--- Start Material supplied ---

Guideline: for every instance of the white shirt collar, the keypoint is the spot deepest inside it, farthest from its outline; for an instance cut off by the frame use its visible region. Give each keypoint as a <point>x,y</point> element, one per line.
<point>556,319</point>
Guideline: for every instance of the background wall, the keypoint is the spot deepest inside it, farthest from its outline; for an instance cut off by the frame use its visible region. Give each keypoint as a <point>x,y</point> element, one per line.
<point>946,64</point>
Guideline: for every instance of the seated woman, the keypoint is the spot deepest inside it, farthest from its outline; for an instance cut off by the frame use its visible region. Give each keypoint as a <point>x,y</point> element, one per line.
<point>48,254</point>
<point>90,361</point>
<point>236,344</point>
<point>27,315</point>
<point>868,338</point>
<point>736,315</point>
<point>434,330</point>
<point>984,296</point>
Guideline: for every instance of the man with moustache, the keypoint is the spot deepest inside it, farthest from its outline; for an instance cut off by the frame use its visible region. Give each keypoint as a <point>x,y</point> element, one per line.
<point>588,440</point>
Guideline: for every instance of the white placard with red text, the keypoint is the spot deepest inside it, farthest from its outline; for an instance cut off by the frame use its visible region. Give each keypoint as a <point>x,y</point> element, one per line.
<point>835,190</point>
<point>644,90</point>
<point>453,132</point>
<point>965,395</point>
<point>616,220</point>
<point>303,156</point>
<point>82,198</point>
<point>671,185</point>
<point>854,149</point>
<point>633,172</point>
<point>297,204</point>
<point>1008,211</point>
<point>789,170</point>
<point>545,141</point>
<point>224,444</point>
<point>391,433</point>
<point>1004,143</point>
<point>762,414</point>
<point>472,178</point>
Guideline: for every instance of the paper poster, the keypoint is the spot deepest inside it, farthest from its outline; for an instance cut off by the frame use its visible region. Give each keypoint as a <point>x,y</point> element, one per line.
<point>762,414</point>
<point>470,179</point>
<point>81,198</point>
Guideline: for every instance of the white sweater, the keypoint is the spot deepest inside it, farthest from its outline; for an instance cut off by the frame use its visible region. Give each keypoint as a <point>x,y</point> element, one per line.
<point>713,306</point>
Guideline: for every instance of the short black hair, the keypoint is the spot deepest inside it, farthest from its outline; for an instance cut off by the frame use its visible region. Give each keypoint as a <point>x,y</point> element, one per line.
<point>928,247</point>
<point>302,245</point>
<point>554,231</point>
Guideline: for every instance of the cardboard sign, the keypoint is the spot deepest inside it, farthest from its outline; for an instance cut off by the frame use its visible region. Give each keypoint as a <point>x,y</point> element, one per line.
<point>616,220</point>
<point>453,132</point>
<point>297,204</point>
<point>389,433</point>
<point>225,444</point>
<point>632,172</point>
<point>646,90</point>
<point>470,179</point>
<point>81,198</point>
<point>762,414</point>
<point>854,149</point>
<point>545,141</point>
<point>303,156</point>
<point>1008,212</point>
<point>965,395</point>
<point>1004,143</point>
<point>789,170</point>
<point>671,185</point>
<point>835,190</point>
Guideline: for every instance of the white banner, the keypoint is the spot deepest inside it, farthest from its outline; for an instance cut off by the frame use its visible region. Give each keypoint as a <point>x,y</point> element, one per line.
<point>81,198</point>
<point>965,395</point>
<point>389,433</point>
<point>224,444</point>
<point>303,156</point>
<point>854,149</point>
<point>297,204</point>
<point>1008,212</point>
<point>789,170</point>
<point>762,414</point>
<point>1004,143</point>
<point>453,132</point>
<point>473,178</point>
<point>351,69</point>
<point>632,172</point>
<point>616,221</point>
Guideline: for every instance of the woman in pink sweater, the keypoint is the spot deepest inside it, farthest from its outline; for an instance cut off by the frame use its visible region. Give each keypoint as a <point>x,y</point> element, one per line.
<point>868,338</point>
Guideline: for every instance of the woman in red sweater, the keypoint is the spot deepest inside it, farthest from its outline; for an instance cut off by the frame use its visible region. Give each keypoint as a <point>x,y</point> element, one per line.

--- End Material supplied ---

**Aim**
Format the lines above as a JSON list of strings with one string per line, leaving out any blank lines.

**Written solution**
[
  "Guideline: for every instance of the white shirt collar, the keypoint is the spot deepest inside it, farthest from its outline; for an instance cut off by the frame use its visible region. Give each keypoint as a <point>x,y</point> element, one per line.",
  "<point>556,319</point>",
  "Guideline: for every instance of the background wall, the keypoint is the spot deepest inside it, farthest from its outline; for an instance cut off by the frame use its visible region. Give each keypoint as a <point>x,y</point> element, one per line.",
  "<point>946,64</point>",
  "Guideline: for every instance of the seated woman, the keypoint is the spot deepest inside it, farthest from its outline; for an instance cut off by the frame use its visible region. Give each keypoint as a <point>x,y</point> element, one per line.",
  "<point>48,254</point>",
  "<point>90,361</point>",
  "<point>236,344</point>",
  "<point>27,315</point>",
  "<point>868,338</point>",
  "<point>736,315</point>",
  "<point>434,330</point>",
  "<point>984,296</point>",
  "Guideline: for every instance of the man with moustache, the keypoint is the spot deepest inside it, farthest from its outline; for an instance cut off by the frame use its visible region. Give each keypoint as a <point>x,y</point> element, one per line.",
  "<point>588,440</point>",
  "Guideline: for every instance of the white placard with red text, the keypoint is the spot deepest inside it, farthest from its outline; for an instance cut off by the frame use its visible region. Give each keypoint as a <point>x,y</point> element, one per line.",
  "<point>835,190</point>",
  "<point>644,90</point>",
  "<point>453,132</point>",
  "<point>965,395</point>",
  "<point>616,220</point>",
  "<point>303,156</point>",
  "<point>82,198</point>",
  "<point>671,185</point>",
  "<point>854,149</point>",
  "<point>633,172</point>",
  "<point>297,204</point>",
  "<point>1008,211</point>",
  "<point>789,170</point>",
  "<point>545,141</point>",
  "<point>224,444</point>",
  "<point>391,433</point>",
  "<point>1004,143</point>",
  "<point>762,414</point>",
  "<point>472,178</point>",
  "Guideline: for every instance of the paper poster, the keypoint is the spot deepest inside it, farthest from its outline; for an instance cut off by the frame use its visible region. Give each keypoint as a <point>x,y</point> element, one per line.",
  "<point>762,414</point>",
  "<point>470,179</point>",
  "<point>81,198</point>",
  "Guideline: for every instance of the white sweater, the keypoint is the spot deepest inside it, farthest from its outline; for an instance cut off by the frame use its visible region. Give each keypoint as a <point>x,y</point> element, one per line.",
  "<point>713,306</point>",
  "Guideline: for every instance of the short black hair, the keypoint is the spot deepest inside it, farthest from its outline; for an instance cut off by the frame use its visible region. Give each keypoint as a <point>x,y</point> element, one per line.",
  "<point>928,247</point>",
  "<point>302,245</point>",
  "<point>554,231</point>",
  "Guideline: for every instance of the cardboard sign, the keypoint is the spot deepest inside it, farthest from its outline; for an instance cut off by the frame use its visible region. Give each keypoint as a <point>x,y</point> element, one per line.",
  "<point>616,220</point>",
  "<point>453,132</point>",
  "<point>297,204</point>",
  "<point>389,433</point>",
  "<point>225,444</point>",
  "<point>632,172</point>",
  "<point>646,90</point>",
  "<point>470,179</point>",
  "<point>81,198</point>",
  "<point>762,414</point>",
  "<point>854,149</point>",
  "<point>545,141</point>",
  "<point>303,156</point>",
  "<point>1008,212</point>",
  "<point>965,395</point>",
  "<point>1004,143</point>",
  "<point>789,170</point>",
  "<point>671,185</point>",
  "<point>835,190</point>",
  "Guideline: for every instance of the white banner, the keypoint is the spot deepest inside it, farthest from its outline; for an instance cut off by the frame use its visible region. Give each keypoint as a <point>x,y</point> element, one per line.",
  "<point>81,198</point>",
  "<point>965,395</point>",
  "<point>389,433</point>",
  "<point>224,444</point>",
  "<point>303,156</point>",
  "<point>854,149</point>",
  "<point>297,204</point>",
  "<point>1008,212</point>",
  "<point>789,170</point>",
  "<point>762,414</point>",
  "<point>1004,143</point>",
  "<point>453,132</point>",
  "<point>473,178</point>",
  "<point>351,69</point>",
  "<point>632,172</point>",
  "<point>616,221</point>",
  "Guideline: for every instance of the woman in pink sweater, the keypoint is the spot deepest inside it, farthest from its outline; for an instance cut off by the frame use its visible region. Give each keypoint as a <point>x,y</point> element, one per line.",
  "<point>868,338</point>",
  "Guideline: for every instance of the woman in red sweater, the keypoint is the spot deepest inside it, farthest from its outline; for an instance cut off by the frame use its visible region. Give each keypoint as a <point>x,y</point> element, one per line."
]